---------- Page excerpt

100-year-old World War II veteran, whose twin brother died of Spanish flu, succumbs to COVID-19
Nurses take part in a demonstration at the Red Cross Emergency Ambulance Station in Washington, D.C., during the Spanish Flu pandemic of 1918 in Washington, US.(Reuters Photo)


A 100-year-old American World War II veteran who lost a twin brother to the Spanish flu pandemic in the late 1910s has died of COVID-19 in New York state.

The veteran’s grandson Warren Zysman told CNN that his grandfather Philip Kahn, who was the oldest veteran in Nassau County, had been fearful of another pandemic as he had lost a family member to the pandemic that had spread more than 100 years ago.

"It was something he brought up quite frequently," Zysman told CNN. "I would have conversations with him, he would say to me, 'I told you history repeats itself, 100 years is not that long of a period of time.'"

Kahn and his twin brother were born on Dec. 5, 1919. Kahn’s brother died weeks later amid the pandemic of the Spanish flu, which appeared in 1918.

--------------------

What to do:
(a) Quote the article about Philip Kahn from "A 100-year-old American" to "100 years ago.".
(b) Answer from the article about Philip Kahn:
(i) Which county's oldest veteran was Kahn?
(ii) On what date were Kahn and his twin brother born?
(iii) Which news outlet did Warren Zysman speak to?
The listing has no connection to the article.

---------- Record excerpts

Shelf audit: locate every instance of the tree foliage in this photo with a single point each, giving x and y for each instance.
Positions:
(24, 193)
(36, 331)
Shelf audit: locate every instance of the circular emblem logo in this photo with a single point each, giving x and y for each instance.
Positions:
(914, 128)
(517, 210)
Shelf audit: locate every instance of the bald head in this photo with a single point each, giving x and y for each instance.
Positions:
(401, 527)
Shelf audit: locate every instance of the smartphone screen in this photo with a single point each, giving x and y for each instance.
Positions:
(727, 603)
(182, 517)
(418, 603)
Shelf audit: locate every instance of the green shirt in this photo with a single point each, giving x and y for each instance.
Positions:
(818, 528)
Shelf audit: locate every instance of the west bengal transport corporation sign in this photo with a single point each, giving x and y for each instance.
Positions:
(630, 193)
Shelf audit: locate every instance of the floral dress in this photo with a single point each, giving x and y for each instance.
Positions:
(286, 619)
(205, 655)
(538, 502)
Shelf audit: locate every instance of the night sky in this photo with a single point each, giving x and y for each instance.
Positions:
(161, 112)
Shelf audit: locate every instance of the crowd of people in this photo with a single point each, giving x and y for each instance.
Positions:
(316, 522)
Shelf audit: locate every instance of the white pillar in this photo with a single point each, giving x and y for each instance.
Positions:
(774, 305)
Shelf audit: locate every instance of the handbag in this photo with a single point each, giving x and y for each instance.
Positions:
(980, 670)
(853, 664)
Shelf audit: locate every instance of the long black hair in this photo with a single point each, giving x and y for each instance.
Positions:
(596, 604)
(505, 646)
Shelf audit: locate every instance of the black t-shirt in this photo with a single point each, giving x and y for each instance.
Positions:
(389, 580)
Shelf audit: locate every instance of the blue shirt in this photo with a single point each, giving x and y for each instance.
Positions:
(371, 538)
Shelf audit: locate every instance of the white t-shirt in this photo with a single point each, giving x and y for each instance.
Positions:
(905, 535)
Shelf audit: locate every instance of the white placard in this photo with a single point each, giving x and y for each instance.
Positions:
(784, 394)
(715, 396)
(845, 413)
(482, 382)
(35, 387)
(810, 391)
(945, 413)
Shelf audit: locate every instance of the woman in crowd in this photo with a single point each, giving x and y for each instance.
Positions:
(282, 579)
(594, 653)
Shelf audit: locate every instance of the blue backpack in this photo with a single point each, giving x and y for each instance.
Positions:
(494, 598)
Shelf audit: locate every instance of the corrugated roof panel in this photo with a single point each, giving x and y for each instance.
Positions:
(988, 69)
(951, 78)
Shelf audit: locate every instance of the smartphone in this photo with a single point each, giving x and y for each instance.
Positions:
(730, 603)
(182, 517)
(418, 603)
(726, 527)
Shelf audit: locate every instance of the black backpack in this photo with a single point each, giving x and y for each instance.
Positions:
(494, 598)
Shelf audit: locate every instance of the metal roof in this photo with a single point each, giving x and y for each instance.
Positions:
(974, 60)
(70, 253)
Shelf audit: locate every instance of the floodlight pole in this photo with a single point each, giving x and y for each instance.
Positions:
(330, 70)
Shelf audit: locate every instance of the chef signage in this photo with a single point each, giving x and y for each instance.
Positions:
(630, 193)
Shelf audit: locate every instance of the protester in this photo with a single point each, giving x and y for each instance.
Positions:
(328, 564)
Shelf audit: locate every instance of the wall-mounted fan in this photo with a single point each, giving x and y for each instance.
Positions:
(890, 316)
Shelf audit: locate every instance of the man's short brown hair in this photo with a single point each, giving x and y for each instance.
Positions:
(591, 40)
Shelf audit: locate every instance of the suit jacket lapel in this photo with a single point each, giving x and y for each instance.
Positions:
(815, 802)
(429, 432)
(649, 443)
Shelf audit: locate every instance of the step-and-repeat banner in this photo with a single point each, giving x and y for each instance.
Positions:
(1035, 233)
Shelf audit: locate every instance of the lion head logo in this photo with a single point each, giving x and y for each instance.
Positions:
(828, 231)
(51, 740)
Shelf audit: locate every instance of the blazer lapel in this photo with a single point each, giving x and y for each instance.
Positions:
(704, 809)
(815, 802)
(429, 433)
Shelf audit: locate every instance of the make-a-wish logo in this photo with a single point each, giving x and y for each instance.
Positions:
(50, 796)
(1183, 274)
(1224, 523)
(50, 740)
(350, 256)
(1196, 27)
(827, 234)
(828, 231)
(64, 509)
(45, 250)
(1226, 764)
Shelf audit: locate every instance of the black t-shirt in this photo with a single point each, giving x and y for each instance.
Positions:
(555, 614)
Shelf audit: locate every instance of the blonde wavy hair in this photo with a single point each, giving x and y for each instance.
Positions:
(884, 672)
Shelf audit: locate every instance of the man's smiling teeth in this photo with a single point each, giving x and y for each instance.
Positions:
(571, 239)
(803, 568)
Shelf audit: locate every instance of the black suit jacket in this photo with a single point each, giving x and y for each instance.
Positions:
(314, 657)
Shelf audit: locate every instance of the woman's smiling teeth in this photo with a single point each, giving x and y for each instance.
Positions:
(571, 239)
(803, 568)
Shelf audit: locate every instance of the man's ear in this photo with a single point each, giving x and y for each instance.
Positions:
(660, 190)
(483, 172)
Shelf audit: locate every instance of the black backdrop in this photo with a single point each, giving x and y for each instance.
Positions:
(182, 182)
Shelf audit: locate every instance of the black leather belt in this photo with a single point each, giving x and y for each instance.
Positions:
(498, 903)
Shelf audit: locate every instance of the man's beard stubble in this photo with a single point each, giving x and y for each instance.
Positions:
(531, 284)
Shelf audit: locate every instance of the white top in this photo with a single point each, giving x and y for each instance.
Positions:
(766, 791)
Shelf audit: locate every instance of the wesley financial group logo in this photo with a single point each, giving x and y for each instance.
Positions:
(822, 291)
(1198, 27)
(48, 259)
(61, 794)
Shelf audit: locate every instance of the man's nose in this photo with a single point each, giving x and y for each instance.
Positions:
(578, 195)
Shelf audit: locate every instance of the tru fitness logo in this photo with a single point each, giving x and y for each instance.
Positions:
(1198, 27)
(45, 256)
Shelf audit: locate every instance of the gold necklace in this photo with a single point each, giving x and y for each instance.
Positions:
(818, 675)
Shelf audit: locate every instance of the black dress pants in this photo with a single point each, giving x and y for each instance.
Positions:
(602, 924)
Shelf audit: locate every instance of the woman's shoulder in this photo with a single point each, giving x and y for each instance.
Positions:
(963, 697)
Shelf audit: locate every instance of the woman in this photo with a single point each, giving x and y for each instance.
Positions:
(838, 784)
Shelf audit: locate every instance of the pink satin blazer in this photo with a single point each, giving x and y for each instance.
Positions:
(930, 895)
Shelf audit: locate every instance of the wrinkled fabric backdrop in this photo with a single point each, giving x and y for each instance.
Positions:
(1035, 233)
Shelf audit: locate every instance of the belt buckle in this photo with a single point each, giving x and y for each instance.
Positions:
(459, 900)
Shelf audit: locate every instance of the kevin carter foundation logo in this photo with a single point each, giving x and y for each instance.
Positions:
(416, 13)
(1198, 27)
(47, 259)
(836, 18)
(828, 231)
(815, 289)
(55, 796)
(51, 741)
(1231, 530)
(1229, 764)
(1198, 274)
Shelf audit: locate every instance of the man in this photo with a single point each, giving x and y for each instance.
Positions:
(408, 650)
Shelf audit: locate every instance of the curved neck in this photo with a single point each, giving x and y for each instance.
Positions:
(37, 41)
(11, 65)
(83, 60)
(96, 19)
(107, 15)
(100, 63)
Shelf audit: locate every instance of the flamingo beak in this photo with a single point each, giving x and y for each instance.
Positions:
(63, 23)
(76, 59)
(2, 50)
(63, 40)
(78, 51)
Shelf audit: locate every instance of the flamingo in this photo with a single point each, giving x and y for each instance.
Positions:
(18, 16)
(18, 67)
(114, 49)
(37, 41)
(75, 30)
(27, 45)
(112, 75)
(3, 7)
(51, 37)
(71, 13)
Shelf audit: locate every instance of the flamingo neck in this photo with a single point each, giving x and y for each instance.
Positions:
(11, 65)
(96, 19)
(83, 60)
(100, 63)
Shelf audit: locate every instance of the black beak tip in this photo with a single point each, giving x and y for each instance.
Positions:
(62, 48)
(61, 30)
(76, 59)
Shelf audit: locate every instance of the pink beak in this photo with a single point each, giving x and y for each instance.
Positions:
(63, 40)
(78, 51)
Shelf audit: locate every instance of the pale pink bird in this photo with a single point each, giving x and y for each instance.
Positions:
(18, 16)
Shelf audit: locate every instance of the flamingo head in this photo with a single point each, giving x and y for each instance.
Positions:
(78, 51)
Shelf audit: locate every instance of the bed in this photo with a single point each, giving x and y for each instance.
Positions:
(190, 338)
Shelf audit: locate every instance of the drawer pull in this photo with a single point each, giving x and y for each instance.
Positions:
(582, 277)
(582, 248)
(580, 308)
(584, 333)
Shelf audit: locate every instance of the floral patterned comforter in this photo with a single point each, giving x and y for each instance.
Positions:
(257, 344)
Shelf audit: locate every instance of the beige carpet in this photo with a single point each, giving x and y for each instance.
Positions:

--------------------

Task-by-task outputs:
(a)
A 100-year-old American World War II veteran who lost a twin brother to the Spanish flu pandemic in the late 1910s has died of COVID-19 in New York state.

The veteran’s grandson Warren Zysman told CNN that his grandfather Philip Kahn, who was the oldest veteran in Nassau County, had been fearful of another pandemic as he had lost a family member to the pandemic that had spread more than 100 years ago.

(b)
(i) Nassau County
(ii) Dec. 5, 1919
(iii) CNN